Below are the entries to work from; restate word for word the portion that opens with the line containing "example | (15,15)" and closes with the line containing "request | locate each instance of the green pasture", keeping both.

*** Provided information ***

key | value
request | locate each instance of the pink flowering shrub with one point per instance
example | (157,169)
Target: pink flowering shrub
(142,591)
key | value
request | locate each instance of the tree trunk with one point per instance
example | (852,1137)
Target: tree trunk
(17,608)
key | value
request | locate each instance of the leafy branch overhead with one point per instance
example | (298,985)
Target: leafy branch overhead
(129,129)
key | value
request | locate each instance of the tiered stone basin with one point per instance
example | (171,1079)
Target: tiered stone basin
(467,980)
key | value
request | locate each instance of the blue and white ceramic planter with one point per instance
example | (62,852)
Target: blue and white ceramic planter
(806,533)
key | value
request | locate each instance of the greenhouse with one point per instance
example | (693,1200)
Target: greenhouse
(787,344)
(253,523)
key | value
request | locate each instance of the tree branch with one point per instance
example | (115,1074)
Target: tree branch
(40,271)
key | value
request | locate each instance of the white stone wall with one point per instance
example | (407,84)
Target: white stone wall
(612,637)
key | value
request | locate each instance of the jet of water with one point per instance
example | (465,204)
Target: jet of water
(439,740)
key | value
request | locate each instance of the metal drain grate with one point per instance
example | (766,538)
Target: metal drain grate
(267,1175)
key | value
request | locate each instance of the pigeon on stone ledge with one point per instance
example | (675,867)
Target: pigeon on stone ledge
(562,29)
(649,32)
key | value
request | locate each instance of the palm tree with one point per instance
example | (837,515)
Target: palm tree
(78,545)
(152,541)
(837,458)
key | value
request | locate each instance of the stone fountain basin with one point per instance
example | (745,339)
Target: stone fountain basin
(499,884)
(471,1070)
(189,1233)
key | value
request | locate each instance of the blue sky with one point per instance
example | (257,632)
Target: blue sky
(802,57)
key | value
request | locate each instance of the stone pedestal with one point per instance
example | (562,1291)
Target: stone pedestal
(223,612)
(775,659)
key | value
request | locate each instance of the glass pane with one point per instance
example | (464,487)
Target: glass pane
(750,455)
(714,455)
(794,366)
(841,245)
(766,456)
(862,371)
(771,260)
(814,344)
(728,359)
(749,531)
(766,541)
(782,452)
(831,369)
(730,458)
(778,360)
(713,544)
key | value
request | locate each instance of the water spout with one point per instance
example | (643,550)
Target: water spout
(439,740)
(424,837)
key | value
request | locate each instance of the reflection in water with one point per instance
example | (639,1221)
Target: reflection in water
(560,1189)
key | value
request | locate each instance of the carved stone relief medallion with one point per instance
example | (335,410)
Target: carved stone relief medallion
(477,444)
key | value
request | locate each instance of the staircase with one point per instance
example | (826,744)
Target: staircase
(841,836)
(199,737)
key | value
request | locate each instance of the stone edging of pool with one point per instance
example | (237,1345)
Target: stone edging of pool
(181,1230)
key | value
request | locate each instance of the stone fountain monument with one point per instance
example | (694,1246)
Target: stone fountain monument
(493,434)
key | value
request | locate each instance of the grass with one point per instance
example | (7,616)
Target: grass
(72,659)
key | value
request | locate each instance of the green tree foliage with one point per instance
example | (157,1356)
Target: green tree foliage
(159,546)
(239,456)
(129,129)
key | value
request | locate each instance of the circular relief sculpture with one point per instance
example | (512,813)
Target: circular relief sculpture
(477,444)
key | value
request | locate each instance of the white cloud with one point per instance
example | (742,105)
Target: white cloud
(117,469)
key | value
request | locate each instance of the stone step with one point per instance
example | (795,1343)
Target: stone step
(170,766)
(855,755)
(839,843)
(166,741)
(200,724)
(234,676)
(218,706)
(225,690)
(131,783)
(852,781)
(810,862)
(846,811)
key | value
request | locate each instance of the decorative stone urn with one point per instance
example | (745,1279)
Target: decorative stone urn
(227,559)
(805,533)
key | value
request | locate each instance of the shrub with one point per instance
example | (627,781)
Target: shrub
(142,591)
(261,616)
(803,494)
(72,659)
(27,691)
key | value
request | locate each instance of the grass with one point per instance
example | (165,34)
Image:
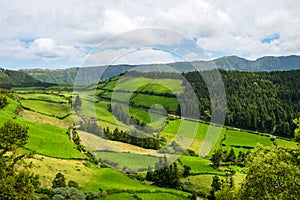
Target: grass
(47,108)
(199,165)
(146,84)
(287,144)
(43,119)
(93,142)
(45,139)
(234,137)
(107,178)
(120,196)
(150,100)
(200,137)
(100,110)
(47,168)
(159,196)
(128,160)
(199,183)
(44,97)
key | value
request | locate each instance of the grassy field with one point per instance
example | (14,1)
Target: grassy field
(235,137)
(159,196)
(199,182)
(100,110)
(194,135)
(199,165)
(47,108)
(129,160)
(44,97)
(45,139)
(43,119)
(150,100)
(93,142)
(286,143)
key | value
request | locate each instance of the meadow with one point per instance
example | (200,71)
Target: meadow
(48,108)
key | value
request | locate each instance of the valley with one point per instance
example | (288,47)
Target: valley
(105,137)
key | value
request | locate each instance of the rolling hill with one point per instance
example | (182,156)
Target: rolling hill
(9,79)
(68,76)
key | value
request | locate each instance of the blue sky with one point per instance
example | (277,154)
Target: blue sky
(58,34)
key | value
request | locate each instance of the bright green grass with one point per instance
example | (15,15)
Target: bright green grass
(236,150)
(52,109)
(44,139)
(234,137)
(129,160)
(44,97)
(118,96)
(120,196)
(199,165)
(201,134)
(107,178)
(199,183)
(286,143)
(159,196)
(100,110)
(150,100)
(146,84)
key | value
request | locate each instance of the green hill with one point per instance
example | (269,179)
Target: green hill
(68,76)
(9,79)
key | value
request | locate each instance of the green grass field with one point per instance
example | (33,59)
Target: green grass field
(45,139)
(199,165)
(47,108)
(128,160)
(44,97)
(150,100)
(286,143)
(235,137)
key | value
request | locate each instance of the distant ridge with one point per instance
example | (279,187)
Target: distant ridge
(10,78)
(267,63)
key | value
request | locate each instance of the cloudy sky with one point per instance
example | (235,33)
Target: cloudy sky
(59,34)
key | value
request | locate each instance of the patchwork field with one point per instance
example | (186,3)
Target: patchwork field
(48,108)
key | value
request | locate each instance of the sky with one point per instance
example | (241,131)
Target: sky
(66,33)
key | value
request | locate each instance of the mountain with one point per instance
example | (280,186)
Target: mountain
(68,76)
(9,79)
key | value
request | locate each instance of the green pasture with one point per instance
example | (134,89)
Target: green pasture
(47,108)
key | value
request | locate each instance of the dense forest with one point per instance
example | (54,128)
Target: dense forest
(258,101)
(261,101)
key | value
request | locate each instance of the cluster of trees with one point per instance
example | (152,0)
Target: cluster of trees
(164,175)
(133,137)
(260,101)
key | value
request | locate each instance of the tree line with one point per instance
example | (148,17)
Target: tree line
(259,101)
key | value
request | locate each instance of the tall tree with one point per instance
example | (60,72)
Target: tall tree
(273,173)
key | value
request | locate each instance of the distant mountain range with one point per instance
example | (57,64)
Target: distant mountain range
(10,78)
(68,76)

***
*** Provided information ***

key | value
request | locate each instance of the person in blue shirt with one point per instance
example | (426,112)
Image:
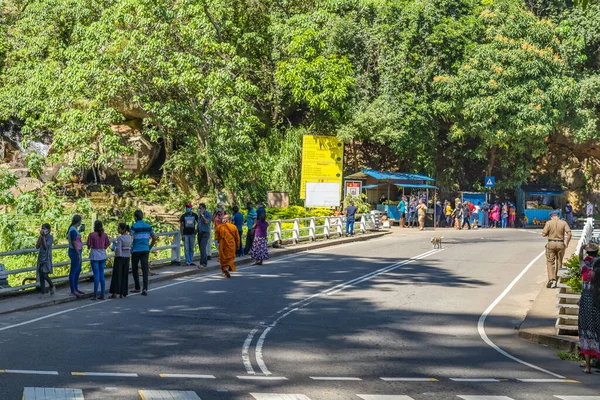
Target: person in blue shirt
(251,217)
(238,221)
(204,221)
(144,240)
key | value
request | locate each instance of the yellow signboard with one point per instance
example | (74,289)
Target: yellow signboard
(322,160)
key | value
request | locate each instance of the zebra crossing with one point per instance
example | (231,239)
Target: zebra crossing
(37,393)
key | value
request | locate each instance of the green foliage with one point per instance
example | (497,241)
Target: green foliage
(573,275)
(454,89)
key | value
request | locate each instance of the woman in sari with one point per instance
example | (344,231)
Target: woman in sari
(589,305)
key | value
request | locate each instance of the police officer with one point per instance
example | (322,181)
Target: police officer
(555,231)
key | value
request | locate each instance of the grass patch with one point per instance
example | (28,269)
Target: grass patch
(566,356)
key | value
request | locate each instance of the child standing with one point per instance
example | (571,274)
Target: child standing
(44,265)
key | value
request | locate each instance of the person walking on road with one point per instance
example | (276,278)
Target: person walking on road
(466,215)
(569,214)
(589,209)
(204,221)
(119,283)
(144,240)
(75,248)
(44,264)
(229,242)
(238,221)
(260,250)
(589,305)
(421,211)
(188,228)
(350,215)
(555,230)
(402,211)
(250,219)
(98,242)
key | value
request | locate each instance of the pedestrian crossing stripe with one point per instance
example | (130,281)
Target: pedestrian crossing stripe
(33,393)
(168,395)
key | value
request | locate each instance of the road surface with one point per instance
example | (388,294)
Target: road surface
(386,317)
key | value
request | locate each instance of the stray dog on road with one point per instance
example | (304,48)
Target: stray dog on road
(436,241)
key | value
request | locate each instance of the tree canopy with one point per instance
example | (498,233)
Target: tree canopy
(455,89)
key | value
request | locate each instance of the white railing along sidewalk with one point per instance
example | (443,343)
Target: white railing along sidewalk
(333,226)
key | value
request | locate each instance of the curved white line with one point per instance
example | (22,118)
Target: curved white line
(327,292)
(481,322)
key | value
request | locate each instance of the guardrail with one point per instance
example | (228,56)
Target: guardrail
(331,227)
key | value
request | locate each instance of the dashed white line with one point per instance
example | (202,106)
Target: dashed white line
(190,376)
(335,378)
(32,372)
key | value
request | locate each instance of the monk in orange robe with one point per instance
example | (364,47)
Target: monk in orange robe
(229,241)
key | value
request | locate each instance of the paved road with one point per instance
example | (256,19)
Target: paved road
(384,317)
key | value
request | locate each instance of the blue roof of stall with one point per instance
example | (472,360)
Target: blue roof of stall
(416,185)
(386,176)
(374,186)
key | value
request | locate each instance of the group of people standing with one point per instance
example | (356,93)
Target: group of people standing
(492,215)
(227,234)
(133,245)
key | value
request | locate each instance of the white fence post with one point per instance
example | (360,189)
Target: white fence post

***
*** Provided information ***

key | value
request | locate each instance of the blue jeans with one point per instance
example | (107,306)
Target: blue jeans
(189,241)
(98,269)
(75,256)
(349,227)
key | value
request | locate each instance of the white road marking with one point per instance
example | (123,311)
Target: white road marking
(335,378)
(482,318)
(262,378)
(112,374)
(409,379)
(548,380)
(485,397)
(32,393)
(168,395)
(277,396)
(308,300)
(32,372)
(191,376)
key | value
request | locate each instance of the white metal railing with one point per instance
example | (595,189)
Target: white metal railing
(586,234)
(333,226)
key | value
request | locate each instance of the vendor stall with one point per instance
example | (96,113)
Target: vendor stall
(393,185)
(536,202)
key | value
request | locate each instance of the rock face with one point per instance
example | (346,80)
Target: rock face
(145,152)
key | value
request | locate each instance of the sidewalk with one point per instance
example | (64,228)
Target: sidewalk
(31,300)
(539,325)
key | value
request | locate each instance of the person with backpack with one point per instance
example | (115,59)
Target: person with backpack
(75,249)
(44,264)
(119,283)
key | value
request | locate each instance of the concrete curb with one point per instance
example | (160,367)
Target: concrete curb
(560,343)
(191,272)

***

Answer to the problem:
example | (15,15)
Target: bright green grass
(236,150)
(52,109)
(44,139)
(234,137)
(129,160)
(44,97)
(118,96)
(120,196)
(199,165)
(201,134)
(107,178)
(199,183)
(286,143)
(159,196)
(100,110)
(150,100)
(146,84)
key | value
request | locate each instance of the green hill with one point per instance
example | (269,179)
Target: green hill
(68,76)
(9,79)
key | value
request | locate each instance of the green grass field with one point per instance
example | (33,59)
Target: green grass field
(45,139)
(199,165)
(47,108)
(128,160)
(44,97)
(150,100)
(286,143)
(235,137)
key | value
request | locate each instance of the distant ridge with one point per instance
example | (279,187)
Target: distant ridge
(10,78)
(267,63)
key | value
request | locate each instance of the cloudy sky with one point per instance
example | (235,33)
Target: cloudy sky
(59,34)
key | value
request | locate each instance of the patchwork field with one point per instance
example | (186,3)
Target: patchwork field
(48,108)
key | value
request | locate each instance of the sky with one point per instance
example | (241,131)
Target: sky
(66,33)
key | value
request | locate each instance of the mountain with one point per instance
example | (280,186)
Target: mountain
(68,76)
(9,79)
key | value
request | locate each instance of the green pasture with one point per instance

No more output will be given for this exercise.